Location annotation dataset excerpts:
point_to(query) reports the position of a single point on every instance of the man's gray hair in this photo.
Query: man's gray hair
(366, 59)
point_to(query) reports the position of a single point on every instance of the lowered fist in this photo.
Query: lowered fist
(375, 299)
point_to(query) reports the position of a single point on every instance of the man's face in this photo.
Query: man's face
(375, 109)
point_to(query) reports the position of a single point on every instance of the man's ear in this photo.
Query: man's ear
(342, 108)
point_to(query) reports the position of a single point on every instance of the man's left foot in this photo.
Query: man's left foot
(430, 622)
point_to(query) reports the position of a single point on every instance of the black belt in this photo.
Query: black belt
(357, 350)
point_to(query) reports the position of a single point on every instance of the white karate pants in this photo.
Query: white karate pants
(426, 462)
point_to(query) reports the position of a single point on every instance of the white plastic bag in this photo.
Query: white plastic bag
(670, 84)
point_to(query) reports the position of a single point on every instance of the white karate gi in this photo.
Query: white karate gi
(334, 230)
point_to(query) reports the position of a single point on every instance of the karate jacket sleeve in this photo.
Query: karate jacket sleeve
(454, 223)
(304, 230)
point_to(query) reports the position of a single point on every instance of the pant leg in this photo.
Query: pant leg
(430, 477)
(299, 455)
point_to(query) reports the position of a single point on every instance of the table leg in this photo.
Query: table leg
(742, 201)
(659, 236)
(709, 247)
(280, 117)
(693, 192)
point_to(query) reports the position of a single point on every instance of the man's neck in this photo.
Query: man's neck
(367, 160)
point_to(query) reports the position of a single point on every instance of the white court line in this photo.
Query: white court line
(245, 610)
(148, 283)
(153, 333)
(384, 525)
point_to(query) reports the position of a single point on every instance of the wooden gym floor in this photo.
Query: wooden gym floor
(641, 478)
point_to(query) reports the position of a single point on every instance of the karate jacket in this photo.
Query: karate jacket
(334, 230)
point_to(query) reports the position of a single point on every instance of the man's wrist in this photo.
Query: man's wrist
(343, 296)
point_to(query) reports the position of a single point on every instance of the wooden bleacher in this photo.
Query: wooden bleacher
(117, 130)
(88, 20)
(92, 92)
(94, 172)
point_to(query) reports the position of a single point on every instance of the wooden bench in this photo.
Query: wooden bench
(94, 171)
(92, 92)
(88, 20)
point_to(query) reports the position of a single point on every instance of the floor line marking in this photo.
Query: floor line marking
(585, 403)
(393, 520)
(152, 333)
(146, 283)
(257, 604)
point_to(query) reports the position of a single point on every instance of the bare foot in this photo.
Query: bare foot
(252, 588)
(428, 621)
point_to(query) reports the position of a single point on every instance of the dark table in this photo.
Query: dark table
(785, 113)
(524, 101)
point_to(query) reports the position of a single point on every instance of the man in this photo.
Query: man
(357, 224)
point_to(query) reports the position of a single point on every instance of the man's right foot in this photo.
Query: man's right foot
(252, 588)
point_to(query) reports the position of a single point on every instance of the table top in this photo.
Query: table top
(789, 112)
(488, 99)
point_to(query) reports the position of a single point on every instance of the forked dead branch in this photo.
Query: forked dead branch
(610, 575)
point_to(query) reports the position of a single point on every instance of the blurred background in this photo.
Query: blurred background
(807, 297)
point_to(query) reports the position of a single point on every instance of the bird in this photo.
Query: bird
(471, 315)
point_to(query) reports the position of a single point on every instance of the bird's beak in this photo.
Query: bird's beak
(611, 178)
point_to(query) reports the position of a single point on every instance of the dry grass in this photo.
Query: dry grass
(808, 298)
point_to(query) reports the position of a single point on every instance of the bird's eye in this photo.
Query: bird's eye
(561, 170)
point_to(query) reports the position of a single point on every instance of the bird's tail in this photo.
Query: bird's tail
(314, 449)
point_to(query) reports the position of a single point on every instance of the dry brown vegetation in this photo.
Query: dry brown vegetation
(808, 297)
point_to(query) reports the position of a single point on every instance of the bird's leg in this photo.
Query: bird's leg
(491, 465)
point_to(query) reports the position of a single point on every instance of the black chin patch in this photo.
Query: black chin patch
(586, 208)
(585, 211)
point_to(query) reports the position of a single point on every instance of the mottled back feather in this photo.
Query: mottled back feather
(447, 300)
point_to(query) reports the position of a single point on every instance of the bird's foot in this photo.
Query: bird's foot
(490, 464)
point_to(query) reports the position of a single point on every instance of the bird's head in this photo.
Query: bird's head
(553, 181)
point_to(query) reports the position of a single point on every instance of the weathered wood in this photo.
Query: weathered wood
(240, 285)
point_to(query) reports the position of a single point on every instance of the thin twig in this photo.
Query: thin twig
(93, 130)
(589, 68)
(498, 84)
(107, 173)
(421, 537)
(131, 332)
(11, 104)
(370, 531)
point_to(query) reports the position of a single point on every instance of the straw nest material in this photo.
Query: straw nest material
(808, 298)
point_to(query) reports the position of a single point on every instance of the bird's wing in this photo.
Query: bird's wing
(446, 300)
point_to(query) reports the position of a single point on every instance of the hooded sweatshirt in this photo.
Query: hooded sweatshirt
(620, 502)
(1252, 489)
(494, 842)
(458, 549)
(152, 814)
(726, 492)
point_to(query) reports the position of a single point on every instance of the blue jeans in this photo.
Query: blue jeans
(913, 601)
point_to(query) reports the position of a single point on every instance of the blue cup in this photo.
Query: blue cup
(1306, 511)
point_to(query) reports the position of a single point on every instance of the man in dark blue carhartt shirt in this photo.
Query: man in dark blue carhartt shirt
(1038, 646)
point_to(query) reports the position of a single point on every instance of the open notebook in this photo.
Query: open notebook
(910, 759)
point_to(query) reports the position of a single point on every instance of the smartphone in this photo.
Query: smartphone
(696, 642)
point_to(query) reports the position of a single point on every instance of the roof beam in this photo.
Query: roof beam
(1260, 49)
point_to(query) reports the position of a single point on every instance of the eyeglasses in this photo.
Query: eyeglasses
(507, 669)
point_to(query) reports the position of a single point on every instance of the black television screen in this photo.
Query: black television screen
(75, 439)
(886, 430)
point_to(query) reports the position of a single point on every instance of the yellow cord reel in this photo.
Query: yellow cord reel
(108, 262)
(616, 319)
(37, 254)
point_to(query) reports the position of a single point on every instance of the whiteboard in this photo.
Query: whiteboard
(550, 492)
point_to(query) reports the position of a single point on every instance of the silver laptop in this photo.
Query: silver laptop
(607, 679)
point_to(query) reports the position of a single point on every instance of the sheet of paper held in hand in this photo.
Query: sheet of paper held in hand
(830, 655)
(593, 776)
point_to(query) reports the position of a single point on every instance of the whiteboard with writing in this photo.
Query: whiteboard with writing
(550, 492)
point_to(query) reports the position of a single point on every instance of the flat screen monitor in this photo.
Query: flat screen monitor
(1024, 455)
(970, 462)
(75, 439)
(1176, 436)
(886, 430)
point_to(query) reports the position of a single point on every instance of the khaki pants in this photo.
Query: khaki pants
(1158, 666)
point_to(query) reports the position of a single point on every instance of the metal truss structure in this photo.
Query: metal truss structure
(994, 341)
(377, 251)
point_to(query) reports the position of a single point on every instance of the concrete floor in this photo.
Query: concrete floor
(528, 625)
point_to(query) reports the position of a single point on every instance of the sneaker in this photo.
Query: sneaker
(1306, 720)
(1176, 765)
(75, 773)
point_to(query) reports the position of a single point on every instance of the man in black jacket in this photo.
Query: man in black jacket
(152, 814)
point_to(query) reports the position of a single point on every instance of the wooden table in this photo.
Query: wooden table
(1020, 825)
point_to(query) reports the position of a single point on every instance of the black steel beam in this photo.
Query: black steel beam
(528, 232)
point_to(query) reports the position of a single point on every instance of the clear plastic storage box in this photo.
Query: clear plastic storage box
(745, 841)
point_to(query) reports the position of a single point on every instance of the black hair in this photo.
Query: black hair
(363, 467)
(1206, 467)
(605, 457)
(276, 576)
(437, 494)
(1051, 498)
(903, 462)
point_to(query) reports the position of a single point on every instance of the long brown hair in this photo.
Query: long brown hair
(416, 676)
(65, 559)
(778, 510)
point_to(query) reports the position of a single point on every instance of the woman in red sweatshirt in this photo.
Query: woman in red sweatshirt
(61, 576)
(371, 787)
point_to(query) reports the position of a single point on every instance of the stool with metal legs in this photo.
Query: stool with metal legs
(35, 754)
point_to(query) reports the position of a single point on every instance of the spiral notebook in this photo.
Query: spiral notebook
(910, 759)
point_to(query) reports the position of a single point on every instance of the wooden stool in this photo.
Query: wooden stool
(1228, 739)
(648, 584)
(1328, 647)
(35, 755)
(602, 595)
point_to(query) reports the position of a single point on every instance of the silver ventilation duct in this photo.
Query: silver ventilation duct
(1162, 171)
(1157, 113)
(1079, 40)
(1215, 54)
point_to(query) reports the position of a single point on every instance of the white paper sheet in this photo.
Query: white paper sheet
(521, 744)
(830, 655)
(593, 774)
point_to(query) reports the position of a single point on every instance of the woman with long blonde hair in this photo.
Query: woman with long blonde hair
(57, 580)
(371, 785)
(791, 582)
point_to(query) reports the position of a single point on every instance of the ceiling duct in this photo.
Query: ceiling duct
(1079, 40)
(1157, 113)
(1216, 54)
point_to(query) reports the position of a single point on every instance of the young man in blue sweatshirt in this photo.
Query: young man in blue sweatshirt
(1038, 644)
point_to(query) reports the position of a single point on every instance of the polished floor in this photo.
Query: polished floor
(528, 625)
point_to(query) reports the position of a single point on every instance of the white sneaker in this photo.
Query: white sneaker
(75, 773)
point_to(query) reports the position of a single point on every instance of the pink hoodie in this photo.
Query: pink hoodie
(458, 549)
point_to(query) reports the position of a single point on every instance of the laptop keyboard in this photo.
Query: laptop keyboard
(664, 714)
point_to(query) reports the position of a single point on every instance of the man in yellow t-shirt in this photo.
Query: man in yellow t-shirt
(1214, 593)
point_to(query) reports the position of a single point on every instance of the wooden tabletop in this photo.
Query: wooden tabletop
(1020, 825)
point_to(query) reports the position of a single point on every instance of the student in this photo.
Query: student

* _Written instruction_: Give again only the lines of the material above that run from the one with "hoodie in this photo." through the end, both included, exactly as they appear.

* _Finished answer_:
point_to(query) reports the position of a single point on every instance of the pink hoodie in this photo.
Query: pink hoodie
(458, 549)
point_to(query) reports the position of a single point on every instance of the laptop keyboard in this photo.
Query: laptop keyboard
(664, 714)
point_to(query) reports the position of a single point on every instance of the man in yellow t-shirt in this photo.
Query: man in yellow t-shirt
(1214, 593)
point_to(query) reports the position of a single point on every instance of the wooden tabletop in this photo.
Query: wooden tabletop
(1020, 825)
point_to(query) reports the position of a single point on every instance of the student in this photo.
Query: student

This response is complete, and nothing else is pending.